Tasks
1) Reproduce the part of the commit email that opens with the words containing "### What changes" and closes with "the changes needed?".
2) Using the commit email, decide whether each statement agrees with it, and answer yes or no for each, quoting the words that settle it: (a) the change adds 97 lines and removes 8 in a single file; (b) the docstring gives 3.4.0 as the version in which `inline` was added; (c) the commit was signed off by allisonwang-db.

You are viewing a plain text version of this content. The canonical link for it is here.
Posted to commits@spark.apache.org by ru...@apache.org on 2023/09/14 11:20:28 UTC
[spark] branch master updated: [SPARK-45119][PYTHON][DOCS] Refine docstring of inline

This is an automated email from the ASF dual-hosted git repository.

ruifengz pushed a commit to branch master
in repository https://gitbox.apache.org/repos/asf/spark.git


The following commit(s) were added to refs/heads/master by this push:
     new cb298e80219 [SPARK-45119][PYTHON][DOCS] Refine docstring of inline
cb298e80219 is described below

commit cb298e8021965a83d40bc43c9c010361e62e6dbd
Author: allisonwang-db <al...@databricks.com>
AuthorDate: Thu Sep 14 19:20:05 2023 +0800

    [SPARK-45119][PYTHON][DOCS] Refine docstring of inline
    
    ### What changes were proposed in this pull request?
    
    This PR improves the docstring of the function `inline` by adding more examples.
    
    ### Why are the changes needed?
    
    To improve PySpark documentation.
    
    ### Does this PR introduce _any_ user-facing change?
    
    No
    
    ### How was this patch tested?
    
    doctest
    
    ### Was this patch authored or co-authored using generative AI tooling?
    
    No
    
    Closes #42875 from allisonwang-db/spark-45119-refine-inline.
    
    Authored-by: allisonwang-db <al...@databricks.com>
    Signed-off-by: Ruifeng Zheng <ru...@apache.org>
---
 python/pyspark/sql/functions.py | 105 +++++++++++++++++++++++++++++++++++++---
 1 file changed, 97 insertions(+), 8 deletions(-)

diff --git a/python/pyspark/sql/functions.py b/python/pyspark/sql/functions.py
index 2d4194c98e9..31936241619 100644
--- a/python/pyspark/sql/functions.py
+++ b/python/pyspark/sql/functions.py
@@ -12471,37 +12471,126 @@ def inline(col: "ColumnOrName") -> Column:
     """
     Explodes an array of structs into a table.
 
+    This function takes an input column containing an array of structs and returns a
+    new column where each struct in the array is exploded into a separate row.
+
     .. versionadded:: 3.4.0
 
     Parameters
     ----------
     col : :class:`~pyspark.sql.Column` or str
-        input column of values to explode.
+        Input column of values to explode.
 
     Returns
     -------
     :class:`~pyspark.sql.Column`
-        generator expression with the inline exploded result.
+        Generator expression with the inline exploded result.
 
     See Also
     --------
-    :meth:`explode`
-
-    Notes
-    -----
-    Supports Spark Connect.

Listing
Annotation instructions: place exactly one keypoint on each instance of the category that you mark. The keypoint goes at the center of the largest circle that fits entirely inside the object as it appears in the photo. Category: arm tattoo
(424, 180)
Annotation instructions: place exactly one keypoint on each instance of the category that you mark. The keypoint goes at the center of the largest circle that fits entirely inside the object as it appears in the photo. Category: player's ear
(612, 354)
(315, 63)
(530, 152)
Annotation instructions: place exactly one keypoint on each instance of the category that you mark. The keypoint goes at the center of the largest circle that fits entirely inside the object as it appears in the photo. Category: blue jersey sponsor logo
---
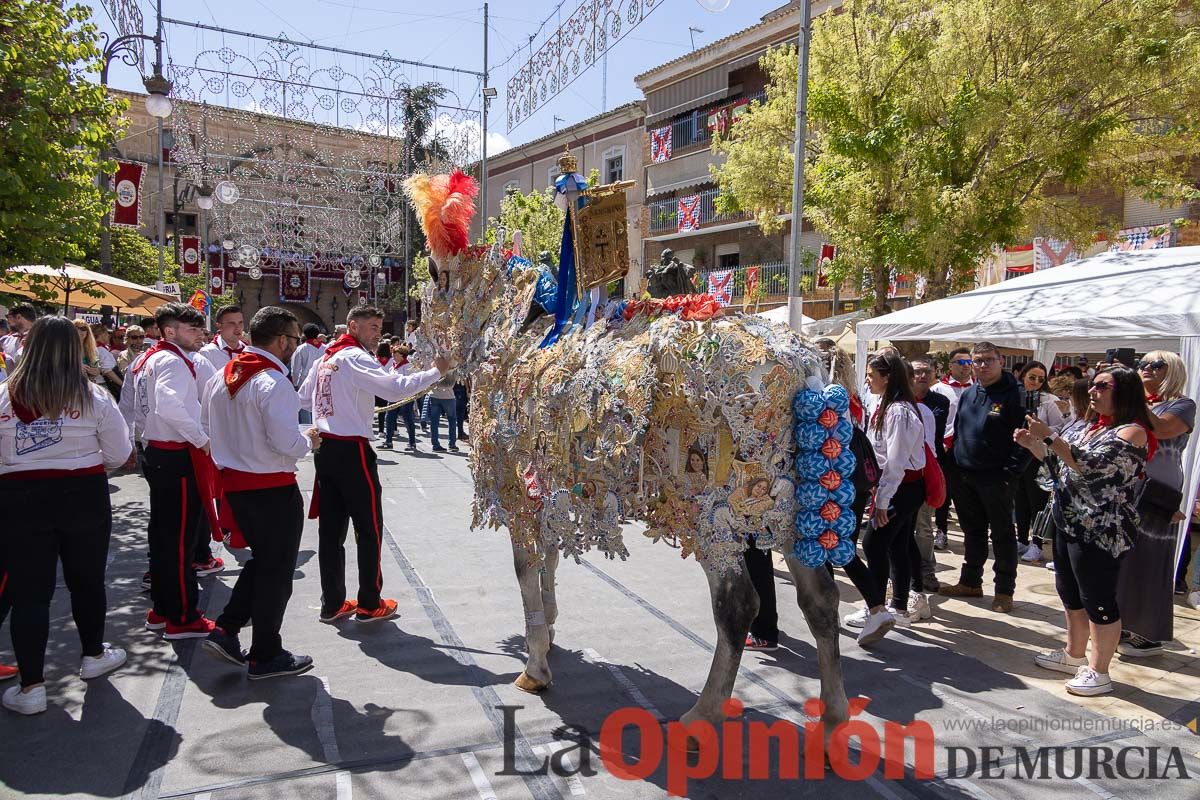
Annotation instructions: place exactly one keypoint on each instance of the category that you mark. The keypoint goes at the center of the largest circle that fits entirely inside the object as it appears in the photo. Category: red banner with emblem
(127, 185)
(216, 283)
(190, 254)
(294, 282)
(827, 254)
...
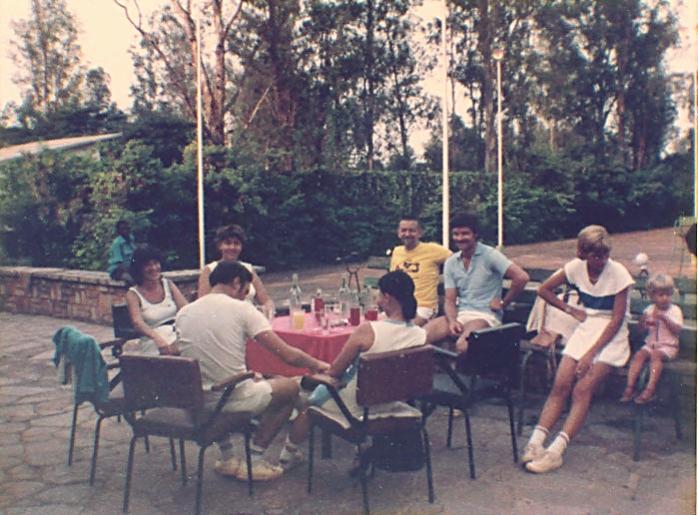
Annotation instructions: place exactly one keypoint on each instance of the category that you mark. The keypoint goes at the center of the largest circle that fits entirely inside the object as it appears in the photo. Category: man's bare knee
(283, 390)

Results for the exercise
1)
### What changes were proposed in this pull request?
    
    This PR improves the docstring of the function `inline` by adding more examples.
    
    ### Why are the changes needed?

2)
(a) Yes: "1 file changed, 97 insertions(+), 8 deletions(-)"
(b) Yes: ".. versionadded:: 3.4.0"
(c) No: "Signed-off-by: Ruifeng Zheng <ru...@apache.org>"